Reproduce the Juliet flashcards text verbatim, from start to finish.
====== DOCUMENT TEXT ======
Juliet Flashcards
(9 cards)
- Learns Romeo is a Montague (A1S5)
“My only love sprung from my only hate! Too early seen unknown, and known too late!”
• What: Conflict between love & family hatred
• How:
• Antithesis (“love”/“hate”) = tension between emotion & loyalty
• Repetition of “only” → isolation; love is rare, tragic
• Foreshadowing → “too late” = inevitable tragic timing
• Monosyllables → finality, blunt realisation
• Why: Emphasises destructive nature of inherited conflict → love born from hate = doomed
- Balcony scene – questions his name (A2S2)
“O Romeo, Romeo! Wherefore art thou Romeo?”
• What: Regret that he is her enemy by name
• How:
• Anaphora of “Romeo” = obsessive fixation, despair
• Rhetorical question → not asking where he is, but why he is who he is
• Metonymy of “name” = identity shaped by society, not self
• Disruption of iambic pentameter → shows emotional turbulence
• Why: Love challenges societal structures → Juliet caught between desire & inherited duty
- Balcony scene – contemplates rejecting family (A2S2)
“Deny thy father and refuse thy name; … And I’ll no longer be a Capulet.”
• What: Offers to abandon identity for love
• How:
• Imperatives (“deny”, “refuse”) = bold defiance of patriarchy
• Conditional structure → control shared, mutual sacrifice
• Crescendo of rebellion → building tension in line delivery
• Why: Highlights conflict between personal desire & social identity → Juliet transcends expectations
- About to marry Romeo in secret (A2S6)
“But my true love is grown to such excess I cannot sum up half my wealth.”
====== MATERIAL SUPPLIED ======
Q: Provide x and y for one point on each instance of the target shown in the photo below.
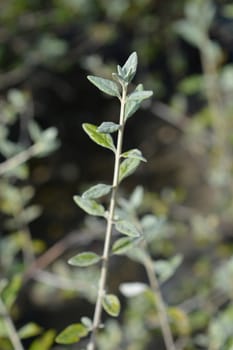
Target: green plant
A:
(125, 164)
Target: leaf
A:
(139, 95)
(132, 289)
(127, 167)
(29, 330)
(97, 191)
(111, 304)
(84, 259)
(122, 245)
(132, 106)
(90, 206)
(166, 268)
(72, 334)
(127, 228)
(105, 85)
(11, 291)
(129, 68)
(44, 342)
(108, 127)
(134, 153)
(104, 140)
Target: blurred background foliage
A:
(185, 50)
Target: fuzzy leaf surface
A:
(134, 153)
(132, 289)
(108, 127)
(105, 85)
(130, 67)
(140, 95)
(72, 334)
(104, 140)
(127, 228)
(90, 206)
(84, 259)
(127, 167)
(97, 191)
(111, 304)
(122, 245)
======
▶ [SOLUTION TO THIS TASK]
Juliet Flashcards
(9 cards)
- Learns Romeo is a Montague (A1S5)
“My only love sprung from my only hate! Too early seen unknown, and known too late!”
• What: Conflict between love & family hatred
• How:
• Antithesis (“love”/“hate”) = tension between emotion & loyalty
• Repetition of “only” → isolation; love is rare, tragic
• Foreshadowing → “too late” = inevitable tragic timing
• Monosyllables → finality, blunt realisation
• Why: Emphasises destructive nature of inherited conflict → love born from hate = doomed
- Balcony scene – questions his name (A2S2)
“O Romeo, Romeo! Wherefore art thou Romeo?”
• What: Regret that he is her enemy by name
• How:
• Anaphora of “Romeo” = obsessive fixation, despair
• Rhetorical question → not asking where he is, but why he is who he is
• Metonymy of “name” = identity shaped by society, not self
• Disruption of iambic pentameter → shows emotional turbulence
• Why: Love challenges societal structures → Juliet caught between desire & inherited duty
- Balcony scene – contemplates rejecting family (A2S2)
“Deny thy father and refuse thy name; … And I’ll no longer be a Capulet.”
• What: Offers to abandon identity for love
• How:
• Imperatives (“deny”, “refuse”) = bold defiance of patriarchy
• Conditional structure → control shared, mutual sacrifice
• Crescendo of rebellion → building tension in line delivery
• Why: Highlights conflict between personal desire & social identity → Juliet transcends expectations
- About to marry Romeo in secret (A2S6)
“But my true love is grown to such excess I cannot sum up half my wealth.”